* _Instructions_:
**a.** From the normal liver text, copy word for word the passage that begins at the words "Portal tracts of" and stops after "the same extent.".
**b.** Proceed with the normal liver text, picking up right after its final sentence.

* _Source extract_:
=== Begin Enclosure ===
The Normal Liver

CHAPTER 3 The Normal Liver



Structures and components



Functional units and nomenclature


Under the low power of the light microscope, normal liver is seen to have a regular structure based on portal tracts and efferent veins. The smallest portal tracts contain portal venules, hepatic arterioles and small interlobular bile ducts. Blood from both venules and arterioles passes through the sinusoidal system to reach efferent hepatic venules. From these, the blood drains into successively larger veins to reach the inferior vena cava. Bile flows from the smallest ducts into larger ducts, to reach the small intestine by way of the common bile duct.


The functional relationship between these various structures has been the subject of much debate. The most widely used models are the classic lobule and Rappaport’s acinus.1 The lobule has an efferent venule at its centre and portal tracts at its periphery (Fig. 3.1). The acinus is based on a terminal portal tract, with blood passing from this, through successively less well-oxygenated parenchymal zones 1, 2 and 3, to efferent venules. It is worth emphasising that both lobules and acini are concepts rather than fixed anatomical structures. Several other models have been proposed, as well as modifications to the original lobular model.24 From a pathologist’s point of view, both lobular and acinar concepts have their merits in different situations. To give examples, the sinusoidal congestion of venous outflow obstruction is often more easily understood on the basis of the lobule, with maximum intensity at its centre. Bridging hepatic necrosis, however, is difficult to understand in terms of the lobule and has been explained as death of hepatocytes in acinar zones 3, the zones in which oxygen saturation is relatively low. In everyday practice it seems best to use words compatible with either model as far as possible. In this book we have therefore used the term ‘periportal’ to describe the part of the parenchyma lying nearest to a small portal tract, and ‘perivenular’ for the parenchyma near an efferent venule.




Portal tracts


Portal tracts of different size may be seen in biopsies (see Fig. 4.1). The smallest represent terminal tracts from which blood enters the parenchyma. Larger portal tracts contain vessels and ducts which convey blood and bile to and from the smaller tracts. Pathological processes do not necessarily affect large and small tracts to the same extent.


A typical small portal tract contains a bile duct, portal venule, hepatic arteriole and lymphatics, all embedded in connective tissue (Fig. 3.2). A few lymphocytes and mast cells may be seen even in normal subjects and nerve fibres can be demonstrated by appropriate staining. The exact contents are variable, however, depending in part on the angle of sectioning. In a study of 16 needle biopsies from normal subjects,5 38%, 9% and 7% of tracts did not contain a portal-vein branch, hepatic arteriole or bile duct, respectively. Most, but by no means all, hepatic artery branches are accompanied by bile ducts. These observations have obvious implications for the histological diagnosis of bile duct or blood vessel loss. A confident diagnosis requires examination of several portal tracts.
=== End Enclosure ===
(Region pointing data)
=== Begin Enclosure ===
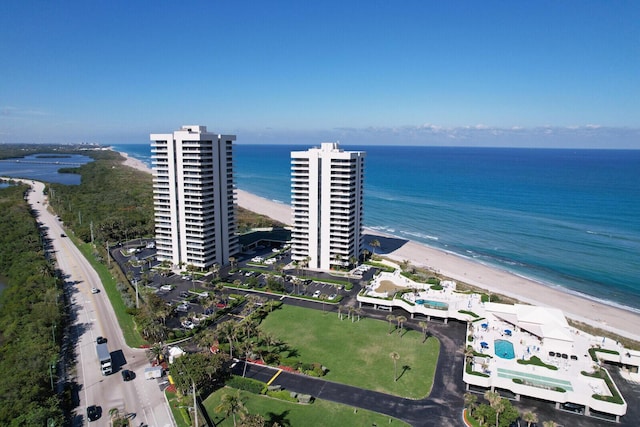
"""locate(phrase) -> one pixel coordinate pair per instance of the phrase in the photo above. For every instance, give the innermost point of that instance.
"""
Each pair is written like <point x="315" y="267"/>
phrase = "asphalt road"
<point x="93" y="316"/>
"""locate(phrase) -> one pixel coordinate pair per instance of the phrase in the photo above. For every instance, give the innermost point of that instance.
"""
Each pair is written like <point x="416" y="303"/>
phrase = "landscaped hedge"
<point x="593" y="350"/>
<point x="282" y="395"/>
<point x="470" y="313"/>
<point x="615" y="396"/>
<point x="535" y="360"/>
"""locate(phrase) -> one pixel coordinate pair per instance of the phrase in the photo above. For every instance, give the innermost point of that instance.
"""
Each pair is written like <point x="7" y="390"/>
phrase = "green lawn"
<point x="357" y="353"/>
<point x="319" y="413"/>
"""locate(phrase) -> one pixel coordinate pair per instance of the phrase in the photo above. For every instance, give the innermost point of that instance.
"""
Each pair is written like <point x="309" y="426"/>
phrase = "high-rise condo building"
=== End Enclosure ===
* _Solved tasks_:
**a.**
Portal tracts of different size may be seen in biopsies (see Fig. 4.1). The smallest represent terminal tracts from which blood enters the parenchyma. Larger portal tracts contain vessels and ducts which convey blood and bile to and from the smaller tracts. Pathological processes do not necessarily affect large and small tracts to the same extent.

**b.**
Bile ducts


Near or at the margins of the small portal tracts, the bile canaliculi, formed as spaces between adjacent hepatocytes, communicate with the canals of Hering.68 These are lined partly by hepatocytes and partly by biliary epithelial cells. From the canals of Hering, bile drains into bile ductules lined entirely by biliary epithelium (see Fig. 5.1). Neither canals of Hering nor ductules are easily seen in normal liver, but they may become apparent in disease (Fig. 3.3). The exact location of the junction between the canals of Hering and bile ductules varies, the ductules sometimes having an intraparenchymal portion, seen in two-dimensional sections as apparently isolated ductules among hepatocytes. The canals of Hering and bile ductules have received much attention in recent years, because they appear to be the site of a progenitor-cell compartment which becomes activated when a need for new hepatocytes and bile ducts cannot be adequately met otherwise.810 Progenitor cells can be immunostained for cytokeratins CK7 and CK19, EpCAM (epithelial cell adhesion molecule) and NCAM (neural cell adhesion molecule)11 and also stain with OV-6, an antibody used on frozen tissue to mark similar cells (‘oval cells’) in rodents.11,12 The response to various types of liver injury may also involve participation of hepatoblasts derived from progenitor cells.12



The interlobular ducts into which the ductules drain have an internal diameter of less than 100 µm and are more or less centrally located in the small portal tracts. They are lined by cuboidal or low columnar epithelium and have a basement membrane associated with diastase periodic acid–Schiff (DPAS)-positive material. Portal venules and hepatic arterioles usually lie close to these ducts but, as already noted, not all three structures are necessarily seen in a single plane of section. Positive identification of bile ducts in pathological states can be difficult, but is made easier by cytokeratin staining; ducts contain CK7 and CK19 in addition to CK8 and CK18; the latter two are also found in hepatocytes.13


Bile drains from the interlobular ducts into septal bile ducts having an internal diameter of more than 100 µm. Septal ducts are lined by tall columnar epithelium, with basally located nuclei. These and larger ducts towards the hepatic hilum are sometimes associated with heterotopic exocrine pancreatic tissue.14 Around the largest intrahepatic ducts there are peribiliary glands.14



Hepatic sinusoids, space of Disse and extracellular matrix




Space of Disse


The space of Disse, lying between the sinusoidal endothelium and the hepatocytes, is not conspicuous in paraffin-embedded biopsies, but may be artefactually prominent in autopsy material. It contains components of the extracellular matrix, nerves17,18 and hepatic stellate cells.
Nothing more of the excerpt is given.